=== Work to complete ===
Beginning at the line that includes "Tag every instance of the sink" in the entries below, print each line exactly as it appears, through the last one.

----

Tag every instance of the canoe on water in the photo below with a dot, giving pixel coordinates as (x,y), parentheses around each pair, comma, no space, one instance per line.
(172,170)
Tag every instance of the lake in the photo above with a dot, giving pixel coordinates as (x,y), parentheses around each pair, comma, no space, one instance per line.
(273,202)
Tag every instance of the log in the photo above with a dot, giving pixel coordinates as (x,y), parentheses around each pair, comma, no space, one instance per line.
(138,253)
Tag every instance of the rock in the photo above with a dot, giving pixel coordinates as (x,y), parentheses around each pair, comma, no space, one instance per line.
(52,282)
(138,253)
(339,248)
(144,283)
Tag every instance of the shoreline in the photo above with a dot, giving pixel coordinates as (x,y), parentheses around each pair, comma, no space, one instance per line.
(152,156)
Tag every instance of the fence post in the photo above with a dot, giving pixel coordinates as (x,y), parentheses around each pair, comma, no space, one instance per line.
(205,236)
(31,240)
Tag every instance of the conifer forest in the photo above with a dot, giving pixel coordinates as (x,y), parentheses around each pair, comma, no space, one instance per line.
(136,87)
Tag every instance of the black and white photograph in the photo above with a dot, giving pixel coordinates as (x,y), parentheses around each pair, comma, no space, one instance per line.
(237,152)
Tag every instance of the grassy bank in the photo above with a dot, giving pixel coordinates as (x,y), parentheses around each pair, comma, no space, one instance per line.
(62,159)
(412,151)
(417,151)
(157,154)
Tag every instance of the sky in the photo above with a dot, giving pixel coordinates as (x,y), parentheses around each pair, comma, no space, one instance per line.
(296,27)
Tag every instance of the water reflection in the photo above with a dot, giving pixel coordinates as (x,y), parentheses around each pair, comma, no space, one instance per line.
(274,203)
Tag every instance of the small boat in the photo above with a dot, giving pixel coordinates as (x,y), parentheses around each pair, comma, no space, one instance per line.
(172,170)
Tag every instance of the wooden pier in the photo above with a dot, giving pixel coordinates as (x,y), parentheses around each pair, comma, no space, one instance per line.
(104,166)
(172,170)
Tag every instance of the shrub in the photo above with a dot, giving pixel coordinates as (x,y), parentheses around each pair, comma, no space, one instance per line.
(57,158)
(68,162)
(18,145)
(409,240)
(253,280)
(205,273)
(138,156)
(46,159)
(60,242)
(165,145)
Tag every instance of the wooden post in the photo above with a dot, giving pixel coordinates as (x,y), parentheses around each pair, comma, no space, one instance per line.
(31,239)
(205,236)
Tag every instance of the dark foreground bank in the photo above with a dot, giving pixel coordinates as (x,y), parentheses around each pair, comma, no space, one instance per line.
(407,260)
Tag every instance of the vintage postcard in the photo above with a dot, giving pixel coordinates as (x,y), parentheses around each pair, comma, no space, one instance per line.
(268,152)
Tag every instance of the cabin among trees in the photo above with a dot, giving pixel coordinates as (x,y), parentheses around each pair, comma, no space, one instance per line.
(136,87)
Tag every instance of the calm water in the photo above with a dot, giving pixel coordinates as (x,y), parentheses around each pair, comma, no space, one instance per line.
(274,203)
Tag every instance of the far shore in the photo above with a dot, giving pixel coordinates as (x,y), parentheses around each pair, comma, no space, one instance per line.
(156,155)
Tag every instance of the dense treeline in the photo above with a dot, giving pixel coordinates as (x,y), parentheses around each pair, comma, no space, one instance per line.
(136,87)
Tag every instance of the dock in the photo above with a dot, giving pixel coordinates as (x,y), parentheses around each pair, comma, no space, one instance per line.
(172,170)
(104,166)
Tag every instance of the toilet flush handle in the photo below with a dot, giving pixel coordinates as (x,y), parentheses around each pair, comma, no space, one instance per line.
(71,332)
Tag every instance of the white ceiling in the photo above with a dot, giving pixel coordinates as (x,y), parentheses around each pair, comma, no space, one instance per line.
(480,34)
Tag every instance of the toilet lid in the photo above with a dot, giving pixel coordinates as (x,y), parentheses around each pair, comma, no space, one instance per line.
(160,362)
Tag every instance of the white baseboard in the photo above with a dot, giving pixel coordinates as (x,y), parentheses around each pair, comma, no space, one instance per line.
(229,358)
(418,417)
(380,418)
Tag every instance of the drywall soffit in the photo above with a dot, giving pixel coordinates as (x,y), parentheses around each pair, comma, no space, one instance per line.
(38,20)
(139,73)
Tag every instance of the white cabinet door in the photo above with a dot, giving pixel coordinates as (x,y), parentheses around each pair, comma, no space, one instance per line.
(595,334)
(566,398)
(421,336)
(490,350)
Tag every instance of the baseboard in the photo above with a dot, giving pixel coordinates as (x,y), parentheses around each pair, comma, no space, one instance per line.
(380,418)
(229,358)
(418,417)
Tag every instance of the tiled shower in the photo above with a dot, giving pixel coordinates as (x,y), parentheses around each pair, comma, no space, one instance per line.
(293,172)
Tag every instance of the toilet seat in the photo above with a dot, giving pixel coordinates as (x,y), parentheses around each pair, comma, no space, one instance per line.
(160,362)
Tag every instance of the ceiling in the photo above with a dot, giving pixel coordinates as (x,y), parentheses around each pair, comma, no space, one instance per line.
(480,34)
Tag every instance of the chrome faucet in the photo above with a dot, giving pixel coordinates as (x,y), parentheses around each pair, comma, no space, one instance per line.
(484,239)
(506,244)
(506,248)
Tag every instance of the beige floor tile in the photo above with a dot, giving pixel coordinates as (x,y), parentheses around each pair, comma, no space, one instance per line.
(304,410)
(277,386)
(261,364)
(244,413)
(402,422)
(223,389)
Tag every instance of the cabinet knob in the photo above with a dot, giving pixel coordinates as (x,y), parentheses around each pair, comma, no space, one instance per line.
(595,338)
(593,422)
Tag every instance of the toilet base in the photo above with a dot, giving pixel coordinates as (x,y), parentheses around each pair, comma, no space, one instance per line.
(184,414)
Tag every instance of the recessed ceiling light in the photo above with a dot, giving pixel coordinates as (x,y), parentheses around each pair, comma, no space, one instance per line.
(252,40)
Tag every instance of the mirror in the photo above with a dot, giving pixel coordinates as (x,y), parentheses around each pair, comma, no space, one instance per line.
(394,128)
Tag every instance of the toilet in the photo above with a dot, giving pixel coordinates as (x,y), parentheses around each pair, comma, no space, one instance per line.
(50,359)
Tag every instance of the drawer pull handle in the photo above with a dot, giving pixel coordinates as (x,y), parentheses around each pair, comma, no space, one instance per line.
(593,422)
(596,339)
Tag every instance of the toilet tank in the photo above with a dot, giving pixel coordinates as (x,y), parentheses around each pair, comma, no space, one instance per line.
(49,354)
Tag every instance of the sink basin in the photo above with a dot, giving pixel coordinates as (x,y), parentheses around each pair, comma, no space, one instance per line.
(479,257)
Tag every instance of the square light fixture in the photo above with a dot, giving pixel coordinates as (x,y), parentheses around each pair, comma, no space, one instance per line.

----

=== Answer to this task ===
Tag every instance of the sink basin in the photo above with a dot, giving pixel coordinates as (x,y), parentheses around each pair, comma, no space, one instance per line.
(479,257)
Tag every instance of the square light fixture in the photo above with a dot, giving pixel coordinates as (x,y), parentheses around each pair, comma, no space, one instance per line.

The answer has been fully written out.